▸ What you need to do:
A – In the email about eliminating frames, swap "MRI" for "YARV" and write out the passage that begins at the words "I think it's" and stops after "it that way.".
B – From the records, transcribe every line without changes, starting at the line containing "Each instance of the raised" and ending after the line containing "[[346, 81], [466, 48], [409, 90], [422, 17], [323, 40]]".

::: Text extract

I think it's important to think about the features in terms of their actual
requirements and try to remove the idea of "frame" from your mind. In my
opinion (which is admittedly limited), the only reason that we've been
thinking about this feature in terms of frames (as opposed to a special call
protocol) is that MRI implements it that way.
In this case, there can be only one $1 (for instance), which is provided by
the callee, so there can be no need to have many levels of information. Or
is there a case I'm missing?

-- Yehuda

On Sun, Jul 26, 2009 at 2:40 AM, Thomas E Enebo <[email protected]> wrote:

> On Sat, Jul 25, 2009 at 11:44 PM, Charles Oliver
> Nutter<[email protected]> wrote:
> > I was talking with Yehuda today and I think we came up with a couple
> > solutions for eliminating frames.
> >
> > The cases where we have problems are:
> >
> > * All methods that read or write backref
> > * All methods that read or write lastline
> > * All methods that read or write visibility
> > * All methods that have arbitrary access to the binding (eval, binding,
> ...)
> > * Methods that have closures that do any of these things, or where the
> > closure is used as a binding elsewhere
> >
> > The first three cases could be solved as follows:
> >
> > Backref and lastline can only be read or written in one of two ways:
> > via a Java-implemented core class methods, or via the syntactic
> > constructs $~ for backref or $_ for lastline. Visibility can only be
> > written by public/private/protected method calls, and only gets read
> > by Java code that handles plumbing new methods. All three are scoped
> > at the nearest "hard" scoping boundary, like a method or a class, and
> > closures within that scope share the same slot (this last point is a
> > little fuzzy, but it's good enough for illustration purposes).
> >
> > Currently, all Ruby code bodies prepare a heap-based structure (Frame)
> > for every call, just in case it might be needed. This is in large part
> > a reason for remaining slowness in Ruby execution, since even in
> > compiled mode we have to prepare this structure on the way in and drop
> > it on the way out, even if it's never used.

::::::
::: Entries provided

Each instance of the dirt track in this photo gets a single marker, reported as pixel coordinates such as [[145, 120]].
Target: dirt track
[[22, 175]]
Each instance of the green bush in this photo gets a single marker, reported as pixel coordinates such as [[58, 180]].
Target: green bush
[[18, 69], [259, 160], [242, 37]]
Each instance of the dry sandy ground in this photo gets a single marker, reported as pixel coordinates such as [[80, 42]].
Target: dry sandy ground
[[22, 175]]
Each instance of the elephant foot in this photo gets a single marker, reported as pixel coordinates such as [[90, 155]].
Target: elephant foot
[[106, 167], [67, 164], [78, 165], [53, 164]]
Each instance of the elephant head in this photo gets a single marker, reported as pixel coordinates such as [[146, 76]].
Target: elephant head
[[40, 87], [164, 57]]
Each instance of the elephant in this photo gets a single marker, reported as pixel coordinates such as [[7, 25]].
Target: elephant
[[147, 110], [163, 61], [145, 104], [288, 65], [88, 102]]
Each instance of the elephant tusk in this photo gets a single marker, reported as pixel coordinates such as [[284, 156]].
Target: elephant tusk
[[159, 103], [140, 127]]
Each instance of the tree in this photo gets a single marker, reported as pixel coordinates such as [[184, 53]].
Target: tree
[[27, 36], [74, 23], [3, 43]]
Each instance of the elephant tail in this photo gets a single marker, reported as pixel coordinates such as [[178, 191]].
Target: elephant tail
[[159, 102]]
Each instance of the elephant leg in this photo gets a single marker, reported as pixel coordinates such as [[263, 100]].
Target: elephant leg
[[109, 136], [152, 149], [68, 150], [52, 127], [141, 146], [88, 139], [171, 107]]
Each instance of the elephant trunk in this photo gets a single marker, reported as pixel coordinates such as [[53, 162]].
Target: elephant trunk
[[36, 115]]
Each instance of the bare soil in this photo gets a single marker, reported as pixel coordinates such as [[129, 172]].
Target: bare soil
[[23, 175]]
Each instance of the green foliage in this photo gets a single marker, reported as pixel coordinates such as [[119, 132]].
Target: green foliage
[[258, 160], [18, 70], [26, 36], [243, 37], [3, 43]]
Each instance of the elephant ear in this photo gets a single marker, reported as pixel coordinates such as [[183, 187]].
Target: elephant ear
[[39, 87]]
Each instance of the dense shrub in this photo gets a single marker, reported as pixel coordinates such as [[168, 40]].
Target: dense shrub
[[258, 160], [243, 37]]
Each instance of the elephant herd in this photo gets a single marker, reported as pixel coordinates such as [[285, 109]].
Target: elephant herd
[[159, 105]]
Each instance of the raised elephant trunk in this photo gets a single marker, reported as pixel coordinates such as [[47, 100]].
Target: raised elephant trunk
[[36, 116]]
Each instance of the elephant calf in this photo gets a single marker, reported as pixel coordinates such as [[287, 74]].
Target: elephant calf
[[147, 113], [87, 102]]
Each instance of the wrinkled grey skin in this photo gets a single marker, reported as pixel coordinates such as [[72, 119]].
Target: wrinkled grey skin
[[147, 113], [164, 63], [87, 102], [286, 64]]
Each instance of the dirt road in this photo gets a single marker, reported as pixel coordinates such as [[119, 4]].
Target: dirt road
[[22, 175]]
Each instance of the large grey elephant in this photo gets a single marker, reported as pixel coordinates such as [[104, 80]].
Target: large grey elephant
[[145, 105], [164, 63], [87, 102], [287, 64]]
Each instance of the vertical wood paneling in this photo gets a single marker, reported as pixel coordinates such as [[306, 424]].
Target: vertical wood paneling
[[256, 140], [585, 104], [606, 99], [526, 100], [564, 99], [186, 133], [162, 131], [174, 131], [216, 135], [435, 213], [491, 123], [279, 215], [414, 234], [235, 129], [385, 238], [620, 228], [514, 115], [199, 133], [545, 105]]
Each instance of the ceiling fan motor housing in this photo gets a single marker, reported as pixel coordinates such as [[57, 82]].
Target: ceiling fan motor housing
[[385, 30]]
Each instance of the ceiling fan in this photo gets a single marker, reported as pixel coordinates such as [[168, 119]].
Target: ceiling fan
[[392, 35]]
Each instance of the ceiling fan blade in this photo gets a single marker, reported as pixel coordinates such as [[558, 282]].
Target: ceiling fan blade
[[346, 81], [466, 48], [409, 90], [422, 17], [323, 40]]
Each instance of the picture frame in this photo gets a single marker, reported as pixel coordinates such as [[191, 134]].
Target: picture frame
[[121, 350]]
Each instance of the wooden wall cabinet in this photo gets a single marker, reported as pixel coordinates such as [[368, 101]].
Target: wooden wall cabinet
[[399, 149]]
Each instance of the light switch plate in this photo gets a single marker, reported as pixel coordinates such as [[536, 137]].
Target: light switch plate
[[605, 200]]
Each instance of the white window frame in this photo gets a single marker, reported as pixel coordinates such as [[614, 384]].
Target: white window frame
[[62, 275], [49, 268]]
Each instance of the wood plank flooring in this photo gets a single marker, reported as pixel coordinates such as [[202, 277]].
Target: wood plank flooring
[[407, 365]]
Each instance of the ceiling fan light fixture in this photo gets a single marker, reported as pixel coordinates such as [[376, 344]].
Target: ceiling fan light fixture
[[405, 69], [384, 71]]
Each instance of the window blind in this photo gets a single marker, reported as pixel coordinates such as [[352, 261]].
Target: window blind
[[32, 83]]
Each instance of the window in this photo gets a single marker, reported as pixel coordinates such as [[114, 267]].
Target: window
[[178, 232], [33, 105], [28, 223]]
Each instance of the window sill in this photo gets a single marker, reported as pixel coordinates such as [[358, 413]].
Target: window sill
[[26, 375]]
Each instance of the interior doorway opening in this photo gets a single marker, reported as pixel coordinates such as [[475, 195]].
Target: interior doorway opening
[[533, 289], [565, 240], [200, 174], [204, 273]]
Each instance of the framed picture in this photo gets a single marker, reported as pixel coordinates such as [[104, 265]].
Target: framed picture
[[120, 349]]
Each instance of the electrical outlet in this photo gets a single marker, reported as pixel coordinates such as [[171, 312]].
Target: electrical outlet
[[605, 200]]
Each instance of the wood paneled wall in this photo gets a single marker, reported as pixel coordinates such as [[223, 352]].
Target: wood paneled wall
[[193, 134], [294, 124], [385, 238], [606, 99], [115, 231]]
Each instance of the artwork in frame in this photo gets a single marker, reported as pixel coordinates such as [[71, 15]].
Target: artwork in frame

::::::

▸ Answers provided:
A –
I think it's important to think about the features in terms of their actual
requirements and try to remove the idea of "frame" from your mind. In my
opinion (which is admittedly limited), the only reason that we've been
thinking about this feature in terms of frames (as opposed to a special call
protocol) is that YARV implements it that way.

B –
Each instance of the raised elephant trunk in this photo gets a single marker, reported as pixel coordinates such as [[47, 100]].
Target: raised elephant trunk
[[36, 116]]
Each instance of the elephant calf in this photo gets a single marker, reported as pixel coordinates such as [[287, 74]].
Target: elephant calf
[[147, 113], [87, 102]]
Each instance of the wrinkled grey skin in this photo gets a single marker, reported as pixel coordinates such as [[72, 119]].
Target: wrinkled grey skin
[[147, 113], [164, 63], [87, 102], [286, 64]]
Each instance of the dirt road in this photo gets a single marker, reported as pixel coordinates such as [[119, 4]].
Target: dirt road
[[22, 175]]
Each instance of the large grey elephant in this photo gets a single marker, reported as pixel coordinates such as [[104, 80]].
Target: large grey elephant
[[145, 105], [164, 63], [87, 102], [287, 64]]
Each instance of the vertical wood paneling in this photo gets a single marker, reported as pixel coordinates such as [[306, 424]].
Target: vertical wood paneling
[[256, 140], [585, 104], [606, 99], [526, 100], [564, 99], [186, 133], [162, 131], [174, 131], [216, 135], [435, 213], [491, 123], [279, 215], [414, 234], [235, 129], [385, 238], [620, 228], [514, 115], [199, 133], [545, 105]]
Each instance of the ceiling fan motor housing in this photo gets a single marker, reported as pixel coordinates such as [[57, 82]].
Target: ceiling fan motor housing
[[385, 30]]
Each instance of the ceiling fan in this photo gets a single marker, reported as pixel coordinates such as [[168, 119]].
Target: ceiling fan
[[392, 35]]
Each instance of the ceiling fan blade in this photo gets a single marker, reported as pixel coordinates such as [[558, 282]].
Target: ceiling fan blade
[[346, 81], [466, 48], [409, 90], [422, 17], [323, 40]]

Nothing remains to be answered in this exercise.